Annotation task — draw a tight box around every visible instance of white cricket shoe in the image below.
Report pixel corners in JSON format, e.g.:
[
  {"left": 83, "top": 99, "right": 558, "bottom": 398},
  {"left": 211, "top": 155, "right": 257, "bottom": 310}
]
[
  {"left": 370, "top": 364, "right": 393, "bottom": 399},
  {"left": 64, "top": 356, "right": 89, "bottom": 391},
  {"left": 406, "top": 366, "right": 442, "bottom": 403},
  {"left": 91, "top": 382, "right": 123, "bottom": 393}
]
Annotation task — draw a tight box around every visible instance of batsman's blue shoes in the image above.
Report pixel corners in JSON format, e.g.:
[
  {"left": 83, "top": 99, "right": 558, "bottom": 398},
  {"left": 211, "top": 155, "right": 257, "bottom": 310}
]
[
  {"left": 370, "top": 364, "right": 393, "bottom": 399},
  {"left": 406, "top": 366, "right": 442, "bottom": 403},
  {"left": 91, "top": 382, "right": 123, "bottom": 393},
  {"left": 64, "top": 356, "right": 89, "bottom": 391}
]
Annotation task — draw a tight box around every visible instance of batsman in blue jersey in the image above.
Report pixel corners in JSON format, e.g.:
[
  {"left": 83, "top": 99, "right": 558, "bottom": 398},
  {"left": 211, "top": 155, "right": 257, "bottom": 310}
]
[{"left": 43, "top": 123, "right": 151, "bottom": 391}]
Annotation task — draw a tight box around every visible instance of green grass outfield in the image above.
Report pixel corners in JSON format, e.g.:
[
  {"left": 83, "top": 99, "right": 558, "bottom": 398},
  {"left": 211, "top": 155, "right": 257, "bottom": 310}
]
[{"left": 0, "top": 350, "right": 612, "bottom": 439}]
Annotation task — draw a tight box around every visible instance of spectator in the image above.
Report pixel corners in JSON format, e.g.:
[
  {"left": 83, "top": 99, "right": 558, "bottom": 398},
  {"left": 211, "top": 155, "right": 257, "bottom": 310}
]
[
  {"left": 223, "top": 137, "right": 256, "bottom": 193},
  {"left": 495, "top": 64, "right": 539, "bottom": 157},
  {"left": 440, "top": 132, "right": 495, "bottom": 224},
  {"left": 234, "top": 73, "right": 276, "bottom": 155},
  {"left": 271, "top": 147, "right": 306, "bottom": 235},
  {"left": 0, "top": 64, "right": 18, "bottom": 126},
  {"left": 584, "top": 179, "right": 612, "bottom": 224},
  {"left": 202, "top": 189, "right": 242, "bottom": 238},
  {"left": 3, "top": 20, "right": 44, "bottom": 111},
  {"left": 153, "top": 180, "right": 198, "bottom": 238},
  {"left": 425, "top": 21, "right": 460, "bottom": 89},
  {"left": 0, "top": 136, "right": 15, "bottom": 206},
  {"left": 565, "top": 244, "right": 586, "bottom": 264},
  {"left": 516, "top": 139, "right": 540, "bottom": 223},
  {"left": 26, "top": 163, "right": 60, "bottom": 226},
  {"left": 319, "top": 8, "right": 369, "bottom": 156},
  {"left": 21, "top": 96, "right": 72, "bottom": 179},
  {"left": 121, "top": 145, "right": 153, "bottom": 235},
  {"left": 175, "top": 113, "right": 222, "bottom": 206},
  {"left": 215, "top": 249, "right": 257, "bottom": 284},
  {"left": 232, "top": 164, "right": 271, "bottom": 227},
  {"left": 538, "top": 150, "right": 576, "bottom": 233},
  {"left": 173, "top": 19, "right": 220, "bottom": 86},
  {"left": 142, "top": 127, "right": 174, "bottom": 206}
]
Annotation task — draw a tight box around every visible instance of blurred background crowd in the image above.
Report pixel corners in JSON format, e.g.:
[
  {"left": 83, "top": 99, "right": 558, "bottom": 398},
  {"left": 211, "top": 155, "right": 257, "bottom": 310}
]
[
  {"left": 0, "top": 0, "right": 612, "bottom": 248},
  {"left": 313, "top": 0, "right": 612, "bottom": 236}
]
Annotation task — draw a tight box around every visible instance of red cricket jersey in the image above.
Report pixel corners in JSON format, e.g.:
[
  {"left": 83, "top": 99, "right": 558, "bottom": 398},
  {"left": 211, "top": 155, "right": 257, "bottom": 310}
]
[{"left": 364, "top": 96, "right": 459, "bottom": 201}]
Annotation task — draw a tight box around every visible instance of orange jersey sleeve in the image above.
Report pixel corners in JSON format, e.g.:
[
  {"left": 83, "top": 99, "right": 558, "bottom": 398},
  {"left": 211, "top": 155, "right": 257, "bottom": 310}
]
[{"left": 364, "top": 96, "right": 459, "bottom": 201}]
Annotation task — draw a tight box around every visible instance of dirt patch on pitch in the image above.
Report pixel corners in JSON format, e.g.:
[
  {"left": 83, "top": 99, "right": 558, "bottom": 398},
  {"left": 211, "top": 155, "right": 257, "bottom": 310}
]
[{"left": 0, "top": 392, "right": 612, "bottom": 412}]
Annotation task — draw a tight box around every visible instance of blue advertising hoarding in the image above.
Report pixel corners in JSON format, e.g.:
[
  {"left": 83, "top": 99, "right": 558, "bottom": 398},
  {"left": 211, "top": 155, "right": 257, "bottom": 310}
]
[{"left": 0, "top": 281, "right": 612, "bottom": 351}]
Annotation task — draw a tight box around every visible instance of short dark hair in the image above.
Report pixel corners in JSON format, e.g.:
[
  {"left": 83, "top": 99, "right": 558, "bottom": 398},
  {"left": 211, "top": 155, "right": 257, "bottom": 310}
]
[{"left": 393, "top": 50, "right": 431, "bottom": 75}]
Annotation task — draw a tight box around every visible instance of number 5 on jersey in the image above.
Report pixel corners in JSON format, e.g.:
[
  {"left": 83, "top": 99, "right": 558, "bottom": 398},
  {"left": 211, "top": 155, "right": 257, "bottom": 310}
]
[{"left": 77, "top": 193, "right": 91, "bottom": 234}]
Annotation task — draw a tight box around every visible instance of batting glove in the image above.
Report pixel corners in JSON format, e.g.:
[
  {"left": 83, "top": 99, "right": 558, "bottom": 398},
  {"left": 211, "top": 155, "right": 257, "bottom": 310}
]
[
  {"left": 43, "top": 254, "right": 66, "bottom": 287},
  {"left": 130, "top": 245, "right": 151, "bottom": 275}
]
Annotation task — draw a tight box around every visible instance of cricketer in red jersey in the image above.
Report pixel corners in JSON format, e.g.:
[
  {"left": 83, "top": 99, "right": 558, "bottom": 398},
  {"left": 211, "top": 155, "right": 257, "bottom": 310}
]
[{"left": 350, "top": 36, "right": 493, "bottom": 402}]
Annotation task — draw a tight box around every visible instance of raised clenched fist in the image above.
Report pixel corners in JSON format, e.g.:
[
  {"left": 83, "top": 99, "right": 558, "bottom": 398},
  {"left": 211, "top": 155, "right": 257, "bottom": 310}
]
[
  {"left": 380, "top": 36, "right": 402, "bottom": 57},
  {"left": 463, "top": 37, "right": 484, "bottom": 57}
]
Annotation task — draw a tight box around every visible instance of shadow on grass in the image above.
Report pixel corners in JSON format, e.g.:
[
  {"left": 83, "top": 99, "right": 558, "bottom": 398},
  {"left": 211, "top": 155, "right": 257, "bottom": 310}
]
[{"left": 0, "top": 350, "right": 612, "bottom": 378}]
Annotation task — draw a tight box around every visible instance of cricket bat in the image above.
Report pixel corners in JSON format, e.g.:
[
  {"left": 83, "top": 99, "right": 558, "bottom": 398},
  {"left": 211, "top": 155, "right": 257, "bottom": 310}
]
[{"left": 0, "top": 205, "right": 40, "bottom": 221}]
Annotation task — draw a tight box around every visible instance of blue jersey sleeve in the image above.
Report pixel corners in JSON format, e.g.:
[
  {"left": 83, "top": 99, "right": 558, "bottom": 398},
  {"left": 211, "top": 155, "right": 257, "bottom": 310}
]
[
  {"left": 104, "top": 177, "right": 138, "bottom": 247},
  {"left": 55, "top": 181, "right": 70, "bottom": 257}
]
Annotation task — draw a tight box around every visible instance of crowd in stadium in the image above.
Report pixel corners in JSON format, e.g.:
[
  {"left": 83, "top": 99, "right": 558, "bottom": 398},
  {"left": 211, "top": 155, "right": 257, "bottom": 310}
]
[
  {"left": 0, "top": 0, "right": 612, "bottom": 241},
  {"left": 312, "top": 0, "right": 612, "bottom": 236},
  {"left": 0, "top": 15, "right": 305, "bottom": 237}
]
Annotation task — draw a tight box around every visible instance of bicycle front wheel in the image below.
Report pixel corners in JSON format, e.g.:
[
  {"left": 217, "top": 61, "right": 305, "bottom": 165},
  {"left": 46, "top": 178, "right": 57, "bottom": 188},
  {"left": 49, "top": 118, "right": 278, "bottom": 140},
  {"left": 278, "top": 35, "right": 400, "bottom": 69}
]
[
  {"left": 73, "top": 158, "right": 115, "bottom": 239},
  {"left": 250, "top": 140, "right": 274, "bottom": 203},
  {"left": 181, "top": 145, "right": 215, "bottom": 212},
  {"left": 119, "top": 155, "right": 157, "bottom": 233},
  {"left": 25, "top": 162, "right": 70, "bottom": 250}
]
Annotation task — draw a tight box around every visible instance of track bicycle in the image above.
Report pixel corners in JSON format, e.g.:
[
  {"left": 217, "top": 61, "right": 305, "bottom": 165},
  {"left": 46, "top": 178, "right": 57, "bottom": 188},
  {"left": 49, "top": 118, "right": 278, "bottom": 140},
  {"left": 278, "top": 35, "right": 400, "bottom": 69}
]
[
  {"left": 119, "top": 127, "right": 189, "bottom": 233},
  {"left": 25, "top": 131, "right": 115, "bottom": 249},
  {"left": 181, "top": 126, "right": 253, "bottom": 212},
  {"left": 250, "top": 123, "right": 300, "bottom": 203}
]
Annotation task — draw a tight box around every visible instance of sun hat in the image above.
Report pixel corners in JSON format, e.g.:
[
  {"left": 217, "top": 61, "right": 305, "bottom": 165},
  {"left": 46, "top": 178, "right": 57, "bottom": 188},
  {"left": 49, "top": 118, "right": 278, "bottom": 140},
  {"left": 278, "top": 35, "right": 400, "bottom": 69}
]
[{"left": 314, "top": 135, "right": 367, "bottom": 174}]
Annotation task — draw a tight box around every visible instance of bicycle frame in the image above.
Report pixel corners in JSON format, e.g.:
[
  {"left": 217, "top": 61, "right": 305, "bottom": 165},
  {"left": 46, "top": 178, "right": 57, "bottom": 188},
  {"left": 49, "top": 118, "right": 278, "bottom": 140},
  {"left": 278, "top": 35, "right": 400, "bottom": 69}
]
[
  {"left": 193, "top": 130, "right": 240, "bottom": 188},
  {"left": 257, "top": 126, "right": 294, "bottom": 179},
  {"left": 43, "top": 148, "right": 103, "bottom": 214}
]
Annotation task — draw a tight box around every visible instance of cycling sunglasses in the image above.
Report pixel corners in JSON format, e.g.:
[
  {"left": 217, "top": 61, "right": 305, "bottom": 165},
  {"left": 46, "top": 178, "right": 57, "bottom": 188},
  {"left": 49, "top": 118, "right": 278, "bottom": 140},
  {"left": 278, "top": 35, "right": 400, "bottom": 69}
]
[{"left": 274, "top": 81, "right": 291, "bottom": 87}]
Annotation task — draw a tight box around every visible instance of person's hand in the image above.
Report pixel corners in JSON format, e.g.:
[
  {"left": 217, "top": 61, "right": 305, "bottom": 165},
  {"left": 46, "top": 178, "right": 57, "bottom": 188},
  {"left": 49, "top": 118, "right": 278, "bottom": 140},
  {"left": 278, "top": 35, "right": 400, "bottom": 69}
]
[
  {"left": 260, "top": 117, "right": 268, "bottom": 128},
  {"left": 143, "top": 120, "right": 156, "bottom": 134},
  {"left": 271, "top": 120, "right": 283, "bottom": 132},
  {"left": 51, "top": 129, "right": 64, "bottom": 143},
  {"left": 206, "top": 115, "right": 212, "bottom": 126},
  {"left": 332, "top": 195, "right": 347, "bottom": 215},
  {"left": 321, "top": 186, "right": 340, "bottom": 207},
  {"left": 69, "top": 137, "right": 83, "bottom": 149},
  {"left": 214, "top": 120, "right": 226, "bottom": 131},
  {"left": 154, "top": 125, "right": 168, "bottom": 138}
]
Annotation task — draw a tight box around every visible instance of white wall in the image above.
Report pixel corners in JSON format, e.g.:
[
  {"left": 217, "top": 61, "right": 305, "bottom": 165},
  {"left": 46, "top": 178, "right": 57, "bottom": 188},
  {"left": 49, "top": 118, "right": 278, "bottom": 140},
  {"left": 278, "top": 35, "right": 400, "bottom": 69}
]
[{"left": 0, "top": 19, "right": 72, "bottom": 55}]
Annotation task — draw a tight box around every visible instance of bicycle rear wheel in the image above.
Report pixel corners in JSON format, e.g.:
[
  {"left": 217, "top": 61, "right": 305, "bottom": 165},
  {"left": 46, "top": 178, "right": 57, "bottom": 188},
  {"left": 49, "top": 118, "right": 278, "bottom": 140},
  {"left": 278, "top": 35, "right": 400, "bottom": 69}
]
--
#### Task to complete:
Reproduce the lines word for word, starting at the one holding "wall in the image above." and ending at the final line of the material above.

#### Exercise answer:
Annotation task — draw a tight box around every visible instance of white wall in the image above.
Report pixel corners in JSON format, e.g.:
[
  {"left": 217, "top": 61, "right": 305, "bottom": 165},
  {"left": 46, "top": 178, "right": 57, "bottom": 188},
  {"left": 49, "top": 118, "right": 278, "bottom": 140},
  {"left": 278, "top": 35, "right": 400, "bottom": 69}
]
[{"left": 0, "top": 19, "right": 72, "bottom": 55}]
Annotation task — draw a tight box around every visible instance of bicycle rear wheel in the image above.
Report pixel corners in JSON format, e.g.:
[
  {"left": 217, "top": 61, "right": 305, "bottom": 165},
  {"left": 46, "top": 178, "right": 57, "bottom": 188},
  {"left": 49, "top": 118, "right": 278, "bottom": 140},
  {"left": 278, "top": 35, "right": 400, "bottom": 69}
]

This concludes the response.